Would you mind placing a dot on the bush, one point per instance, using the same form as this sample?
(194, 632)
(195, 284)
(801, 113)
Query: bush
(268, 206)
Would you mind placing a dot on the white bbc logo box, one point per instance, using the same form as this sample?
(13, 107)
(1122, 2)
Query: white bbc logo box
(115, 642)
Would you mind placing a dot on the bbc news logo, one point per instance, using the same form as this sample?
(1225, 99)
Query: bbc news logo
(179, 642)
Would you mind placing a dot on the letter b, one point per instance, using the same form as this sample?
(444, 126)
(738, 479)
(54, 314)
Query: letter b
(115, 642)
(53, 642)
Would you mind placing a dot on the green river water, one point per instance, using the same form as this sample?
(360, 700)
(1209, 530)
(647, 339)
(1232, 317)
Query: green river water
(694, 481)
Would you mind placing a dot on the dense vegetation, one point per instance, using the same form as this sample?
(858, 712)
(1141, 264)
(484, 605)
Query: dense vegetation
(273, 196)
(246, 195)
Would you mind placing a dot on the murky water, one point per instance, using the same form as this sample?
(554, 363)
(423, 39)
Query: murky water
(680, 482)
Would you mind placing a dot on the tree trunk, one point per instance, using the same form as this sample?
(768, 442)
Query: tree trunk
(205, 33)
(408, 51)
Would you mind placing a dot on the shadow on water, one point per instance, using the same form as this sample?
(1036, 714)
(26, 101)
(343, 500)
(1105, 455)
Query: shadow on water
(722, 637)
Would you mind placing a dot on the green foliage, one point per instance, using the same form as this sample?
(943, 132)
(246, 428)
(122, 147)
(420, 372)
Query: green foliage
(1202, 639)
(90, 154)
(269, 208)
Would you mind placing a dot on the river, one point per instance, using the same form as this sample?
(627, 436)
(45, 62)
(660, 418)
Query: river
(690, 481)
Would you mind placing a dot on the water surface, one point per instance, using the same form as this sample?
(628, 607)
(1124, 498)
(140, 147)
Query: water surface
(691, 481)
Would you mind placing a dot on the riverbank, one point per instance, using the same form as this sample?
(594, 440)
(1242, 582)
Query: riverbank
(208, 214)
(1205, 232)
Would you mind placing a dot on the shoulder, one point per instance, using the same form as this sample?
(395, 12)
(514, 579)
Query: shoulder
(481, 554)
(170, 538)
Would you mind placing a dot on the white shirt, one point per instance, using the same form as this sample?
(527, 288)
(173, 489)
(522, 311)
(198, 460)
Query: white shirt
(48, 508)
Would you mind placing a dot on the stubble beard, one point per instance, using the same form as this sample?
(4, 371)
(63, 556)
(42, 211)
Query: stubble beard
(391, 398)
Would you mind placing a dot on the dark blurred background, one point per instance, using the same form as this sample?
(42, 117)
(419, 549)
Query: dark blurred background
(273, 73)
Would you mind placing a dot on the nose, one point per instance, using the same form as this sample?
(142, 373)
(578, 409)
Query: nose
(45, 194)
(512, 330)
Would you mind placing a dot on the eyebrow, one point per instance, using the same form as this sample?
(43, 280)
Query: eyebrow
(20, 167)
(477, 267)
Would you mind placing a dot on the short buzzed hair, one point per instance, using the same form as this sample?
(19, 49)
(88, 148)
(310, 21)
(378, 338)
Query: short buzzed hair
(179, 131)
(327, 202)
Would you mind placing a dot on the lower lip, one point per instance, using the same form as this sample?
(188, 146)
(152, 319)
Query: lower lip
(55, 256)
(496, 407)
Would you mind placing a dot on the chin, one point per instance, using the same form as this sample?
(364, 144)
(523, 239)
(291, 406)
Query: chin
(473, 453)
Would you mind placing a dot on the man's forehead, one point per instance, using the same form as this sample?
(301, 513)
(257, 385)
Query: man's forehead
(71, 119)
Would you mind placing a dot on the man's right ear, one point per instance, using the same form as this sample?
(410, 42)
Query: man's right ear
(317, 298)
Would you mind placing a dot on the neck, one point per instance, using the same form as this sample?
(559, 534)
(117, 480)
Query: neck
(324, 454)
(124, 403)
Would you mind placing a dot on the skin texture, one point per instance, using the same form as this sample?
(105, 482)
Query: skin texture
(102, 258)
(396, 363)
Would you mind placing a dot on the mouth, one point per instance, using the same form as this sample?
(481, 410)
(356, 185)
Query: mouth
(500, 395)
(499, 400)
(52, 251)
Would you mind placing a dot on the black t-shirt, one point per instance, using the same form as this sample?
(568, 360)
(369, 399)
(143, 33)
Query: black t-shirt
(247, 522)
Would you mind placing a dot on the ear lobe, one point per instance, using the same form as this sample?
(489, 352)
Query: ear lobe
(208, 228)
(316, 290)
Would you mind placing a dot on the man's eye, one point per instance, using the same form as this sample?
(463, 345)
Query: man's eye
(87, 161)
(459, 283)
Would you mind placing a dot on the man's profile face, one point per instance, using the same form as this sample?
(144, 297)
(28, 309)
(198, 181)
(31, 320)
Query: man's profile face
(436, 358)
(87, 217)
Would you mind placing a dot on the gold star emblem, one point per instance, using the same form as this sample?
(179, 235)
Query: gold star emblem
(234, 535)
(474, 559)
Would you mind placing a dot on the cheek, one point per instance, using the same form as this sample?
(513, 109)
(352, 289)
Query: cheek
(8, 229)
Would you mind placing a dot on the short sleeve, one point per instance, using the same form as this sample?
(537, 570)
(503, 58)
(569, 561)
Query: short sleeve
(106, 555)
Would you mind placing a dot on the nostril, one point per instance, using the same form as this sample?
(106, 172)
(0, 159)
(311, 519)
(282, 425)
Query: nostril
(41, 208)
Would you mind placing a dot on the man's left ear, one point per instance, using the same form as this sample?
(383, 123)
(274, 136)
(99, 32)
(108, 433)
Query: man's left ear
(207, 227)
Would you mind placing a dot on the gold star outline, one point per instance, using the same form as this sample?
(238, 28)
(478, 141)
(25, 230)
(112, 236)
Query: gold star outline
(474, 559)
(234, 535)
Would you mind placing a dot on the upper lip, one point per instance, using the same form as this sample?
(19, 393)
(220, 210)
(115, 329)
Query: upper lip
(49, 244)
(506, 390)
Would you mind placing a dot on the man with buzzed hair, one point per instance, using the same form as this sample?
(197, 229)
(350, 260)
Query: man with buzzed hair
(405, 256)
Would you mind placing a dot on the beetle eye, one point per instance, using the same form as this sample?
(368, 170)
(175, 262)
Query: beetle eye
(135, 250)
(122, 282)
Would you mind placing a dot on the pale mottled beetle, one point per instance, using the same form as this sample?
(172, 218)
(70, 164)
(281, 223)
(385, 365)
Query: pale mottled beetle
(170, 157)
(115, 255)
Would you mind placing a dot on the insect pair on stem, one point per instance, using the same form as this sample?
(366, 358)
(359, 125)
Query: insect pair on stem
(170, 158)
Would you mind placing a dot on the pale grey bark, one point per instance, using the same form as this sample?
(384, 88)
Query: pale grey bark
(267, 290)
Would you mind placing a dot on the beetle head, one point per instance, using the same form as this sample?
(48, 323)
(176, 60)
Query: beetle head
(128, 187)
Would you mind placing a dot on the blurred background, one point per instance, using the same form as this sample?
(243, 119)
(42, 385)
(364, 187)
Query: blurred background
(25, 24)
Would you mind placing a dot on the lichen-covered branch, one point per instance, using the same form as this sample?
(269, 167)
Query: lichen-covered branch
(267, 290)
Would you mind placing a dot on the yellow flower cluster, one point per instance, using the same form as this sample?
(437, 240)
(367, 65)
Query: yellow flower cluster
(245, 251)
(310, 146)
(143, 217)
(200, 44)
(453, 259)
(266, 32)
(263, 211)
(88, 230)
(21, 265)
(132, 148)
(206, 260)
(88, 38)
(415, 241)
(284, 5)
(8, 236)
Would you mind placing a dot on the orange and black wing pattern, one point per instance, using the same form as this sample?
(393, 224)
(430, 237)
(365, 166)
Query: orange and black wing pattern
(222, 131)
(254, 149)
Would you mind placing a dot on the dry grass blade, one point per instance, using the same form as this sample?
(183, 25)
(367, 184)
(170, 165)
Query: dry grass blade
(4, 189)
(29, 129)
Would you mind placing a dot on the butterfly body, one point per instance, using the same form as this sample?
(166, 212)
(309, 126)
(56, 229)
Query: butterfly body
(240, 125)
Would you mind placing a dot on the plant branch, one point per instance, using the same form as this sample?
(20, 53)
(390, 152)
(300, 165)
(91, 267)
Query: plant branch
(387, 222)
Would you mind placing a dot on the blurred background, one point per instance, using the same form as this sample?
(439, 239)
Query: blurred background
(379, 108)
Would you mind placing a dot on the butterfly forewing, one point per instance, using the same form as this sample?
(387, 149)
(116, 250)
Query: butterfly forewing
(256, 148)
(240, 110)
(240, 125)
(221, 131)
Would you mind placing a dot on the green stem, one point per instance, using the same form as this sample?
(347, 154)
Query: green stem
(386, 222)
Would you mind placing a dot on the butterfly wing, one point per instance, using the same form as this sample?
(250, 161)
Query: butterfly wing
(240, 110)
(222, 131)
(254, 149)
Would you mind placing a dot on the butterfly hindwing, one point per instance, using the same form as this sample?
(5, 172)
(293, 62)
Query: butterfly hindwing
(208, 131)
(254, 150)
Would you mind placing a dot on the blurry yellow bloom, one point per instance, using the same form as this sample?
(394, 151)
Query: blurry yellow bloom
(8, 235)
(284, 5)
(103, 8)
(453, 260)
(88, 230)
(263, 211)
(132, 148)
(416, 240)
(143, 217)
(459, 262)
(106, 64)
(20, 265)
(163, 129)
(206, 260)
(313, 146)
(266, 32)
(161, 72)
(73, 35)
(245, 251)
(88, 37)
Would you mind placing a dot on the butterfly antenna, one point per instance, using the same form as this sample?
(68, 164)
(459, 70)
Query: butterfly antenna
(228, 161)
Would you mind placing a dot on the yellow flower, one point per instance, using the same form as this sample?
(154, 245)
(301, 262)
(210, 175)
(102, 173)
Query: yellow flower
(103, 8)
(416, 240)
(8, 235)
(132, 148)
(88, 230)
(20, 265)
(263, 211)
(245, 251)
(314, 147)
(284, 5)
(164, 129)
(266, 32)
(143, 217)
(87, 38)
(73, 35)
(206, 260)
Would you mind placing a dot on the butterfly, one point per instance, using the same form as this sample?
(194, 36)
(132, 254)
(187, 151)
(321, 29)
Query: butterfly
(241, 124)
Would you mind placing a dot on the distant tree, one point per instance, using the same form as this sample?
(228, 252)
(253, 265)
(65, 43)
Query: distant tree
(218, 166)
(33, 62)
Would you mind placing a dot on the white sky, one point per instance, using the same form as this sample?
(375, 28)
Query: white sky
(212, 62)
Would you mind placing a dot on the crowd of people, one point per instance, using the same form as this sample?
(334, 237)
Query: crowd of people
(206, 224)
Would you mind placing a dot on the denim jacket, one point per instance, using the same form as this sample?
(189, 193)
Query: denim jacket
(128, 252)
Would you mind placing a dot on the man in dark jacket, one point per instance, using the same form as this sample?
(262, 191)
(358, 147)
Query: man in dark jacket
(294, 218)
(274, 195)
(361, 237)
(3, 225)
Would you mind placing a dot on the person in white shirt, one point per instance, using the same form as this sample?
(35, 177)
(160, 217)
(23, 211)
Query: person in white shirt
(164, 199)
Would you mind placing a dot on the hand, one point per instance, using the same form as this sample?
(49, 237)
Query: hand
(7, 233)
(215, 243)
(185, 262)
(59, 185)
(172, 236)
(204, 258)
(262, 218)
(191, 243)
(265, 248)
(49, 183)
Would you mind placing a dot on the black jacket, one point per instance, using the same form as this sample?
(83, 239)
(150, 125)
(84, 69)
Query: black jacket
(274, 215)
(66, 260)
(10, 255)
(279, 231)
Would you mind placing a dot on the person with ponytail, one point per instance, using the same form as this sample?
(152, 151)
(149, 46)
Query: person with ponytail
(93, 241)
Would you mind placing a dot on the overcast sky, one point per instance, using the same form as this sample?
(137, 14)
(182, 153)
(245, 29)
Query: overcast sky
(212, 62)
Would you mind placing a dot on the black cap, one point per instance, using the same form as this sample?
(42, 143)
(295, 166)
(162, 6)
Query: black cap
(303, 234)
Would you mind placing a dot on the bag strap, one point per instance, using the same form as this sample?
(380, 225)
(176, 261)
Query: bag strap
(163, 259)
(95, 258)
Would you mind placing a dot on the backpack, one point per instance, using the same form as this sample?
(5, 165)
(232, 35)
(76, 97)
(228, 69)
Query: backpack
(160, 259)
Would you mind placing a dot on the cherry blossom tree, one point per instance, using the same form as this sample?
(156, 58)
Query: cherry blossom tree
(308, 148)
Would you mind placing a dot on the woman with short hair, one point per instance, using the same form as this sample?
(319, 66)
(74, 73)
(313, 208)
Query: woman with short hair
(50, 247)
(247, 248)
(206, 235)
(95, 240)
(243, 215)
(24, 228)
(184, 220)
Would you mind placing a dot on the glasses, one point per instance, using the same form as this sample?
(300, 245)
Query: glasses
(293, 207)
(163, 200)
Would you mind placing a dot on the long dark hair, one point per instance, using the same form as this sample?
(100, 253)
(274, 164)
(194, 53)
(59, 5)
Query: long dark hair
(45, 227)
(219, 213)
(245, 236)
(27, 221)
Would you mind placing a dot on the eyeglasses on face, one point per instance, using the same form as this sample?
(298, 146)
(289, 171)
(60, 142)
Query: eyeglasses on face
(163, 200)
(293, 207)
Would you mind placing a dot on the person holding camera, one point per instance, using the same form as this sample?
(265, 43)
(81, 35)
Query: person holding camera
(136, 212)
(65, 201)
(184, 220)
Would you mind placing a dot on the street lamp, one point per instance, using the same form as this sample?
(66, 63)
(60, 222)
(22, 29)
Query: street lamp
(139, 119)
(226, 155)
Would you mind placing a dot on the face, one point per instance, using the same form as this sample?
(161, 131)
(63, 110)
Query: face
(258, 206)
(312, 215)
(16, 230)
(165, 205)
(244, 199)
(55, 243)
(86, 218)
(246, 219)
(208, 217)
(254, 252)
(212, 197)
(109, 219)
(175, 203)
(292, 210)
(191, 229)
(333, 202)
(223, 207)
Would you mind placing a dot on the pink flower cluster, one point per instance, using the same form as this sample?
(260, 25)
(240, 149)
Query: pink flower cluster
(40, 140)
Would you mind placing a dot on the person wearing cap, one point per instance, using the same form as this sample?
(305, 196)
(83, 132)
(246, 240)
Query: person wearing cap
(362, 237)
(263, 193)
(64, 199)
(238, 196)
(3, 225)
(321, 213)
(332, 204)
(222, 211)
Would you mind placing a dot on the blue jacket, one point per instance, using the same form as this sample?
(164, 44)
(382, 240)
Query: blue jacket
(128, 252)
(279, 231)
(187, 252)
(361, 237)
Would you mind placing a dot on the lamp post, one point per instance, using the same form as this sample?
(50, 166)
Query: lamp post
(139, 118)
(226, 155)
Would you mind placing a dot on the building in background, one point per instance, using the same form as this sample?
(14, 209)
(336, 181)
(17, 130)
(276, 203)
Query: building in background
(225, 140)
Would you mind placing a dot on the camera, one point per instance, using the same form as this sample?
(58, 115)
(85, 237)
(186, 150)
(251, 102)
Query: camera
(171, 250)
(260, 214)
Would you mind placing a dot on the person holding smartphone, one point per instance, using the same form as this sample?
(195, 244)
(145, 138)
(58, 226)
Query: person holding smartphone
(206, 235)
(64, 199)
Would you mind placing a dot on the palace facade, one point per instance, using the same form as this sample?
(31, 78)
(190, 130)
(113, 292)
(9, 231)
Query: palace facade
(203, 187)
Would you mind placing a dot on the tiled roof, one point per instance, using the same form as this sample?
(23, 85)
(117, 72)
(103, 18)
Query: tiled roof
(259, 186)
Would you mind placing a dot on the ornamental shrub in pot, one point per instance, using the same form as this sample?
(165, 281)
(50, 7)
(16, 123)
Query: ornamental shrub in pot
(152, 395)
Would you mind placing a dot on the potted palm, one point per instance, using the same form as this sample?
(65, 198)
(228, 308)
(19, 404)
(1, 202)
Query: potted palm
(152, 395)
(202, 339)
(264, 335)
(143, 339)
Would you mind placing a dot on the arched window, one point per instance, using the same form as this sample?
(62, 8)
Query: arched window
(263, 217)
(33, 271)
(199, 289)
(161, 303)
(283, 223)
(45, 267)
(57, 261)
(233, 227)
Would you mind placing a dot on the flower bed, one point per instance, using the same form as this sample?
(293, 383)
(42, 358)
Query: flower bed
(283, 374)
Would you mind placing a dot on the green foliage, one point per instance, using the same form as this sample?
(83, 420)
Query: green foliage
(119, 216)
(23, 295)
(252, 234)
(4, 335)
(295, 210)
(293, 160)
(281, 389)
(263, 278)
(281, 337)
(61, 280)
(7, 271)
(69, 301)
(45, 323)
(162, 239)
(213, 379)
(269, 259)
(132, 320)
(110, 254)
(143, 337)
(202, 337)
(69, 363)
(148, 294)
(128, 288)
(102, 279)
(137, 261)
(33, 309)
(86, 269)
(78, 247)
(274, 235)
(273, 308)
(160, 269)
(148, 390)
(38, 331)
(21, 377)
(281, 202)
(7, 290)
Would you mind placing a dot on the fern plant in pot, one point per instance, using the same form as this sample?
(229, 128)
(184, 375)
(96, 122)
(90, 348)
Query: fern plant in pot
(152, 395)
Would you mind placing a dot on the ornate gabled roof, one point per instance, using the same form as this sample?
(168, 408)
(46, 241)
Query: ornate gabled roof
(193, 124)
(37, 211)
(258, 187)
************
## Task to carry out
Please restate word for word only the lines from the one with "Would you mind placing a dot on the potted" through the final line of the listing above, both of them included.

## Output of the task
Would you mind placing a dot on the potted palm, one point per instance, using the same form as this sample?
(65, 198)
(228, 308)
(19, 404)
(1, 202)
Query: potted palm
(152, 395)
(202, 339)
(264, 335)
(143, 339)
Would you mind placing a dot on the arched window, one point per instance, using the same form as this sample?
(62, 8)
Query: arched window
(263, 217)
(33, 271)
(199, 289)
(161, 303)
(283, 223)
(45, 267)
(57, 261)
(233, 227)
Would you mind placing a dot on the flower bed, one point per instance, using the same form as this sample?
(293, 383)
(42, 358)
Query: flower bed
(283, 374)
Would you mind placing a dot on the green foliage, one point per instance, using the same form as this sample?
(83, 420)
Query: green foliage
(119, 216)
(23, 295)
(252, 234)
(4, 335)
(295, 210)
(293, 160)
(281, 389)
(263, 278)
(281, 337)
(61, 280)
(7, 271)
(69, 301)
(45, 323)
(162, 239)
(213, 379)
(269, 259)
(132, 320)
(110, 254)
(143, 337)
(202, 337)
(69, 363)
(148, 294)
(128, 288)
(102, 279)
(137, 261)
(33, 309)
(86, 269)
(78, 247)
(274, 235)
(273, 308)
(160, 269)
(148, 390)
(38, 331)
(21, 377)
(281, 202)
(7, 290)
Would you mind placing a dot on the fern plant in pot, one point per instance, using the same form as this sample?
(229, 128)
(184, 375)
(96, 122)
(90, 348)
Query: fern plant in pot
(152, 395)
Would you mind placing a dot on the ornate gabled roof, one point per instance, using the same form as this sample?
(168, 408)
(46, 241)
Query: ornate gabled roof
(193, 124)
(37, 211)
(258, 187)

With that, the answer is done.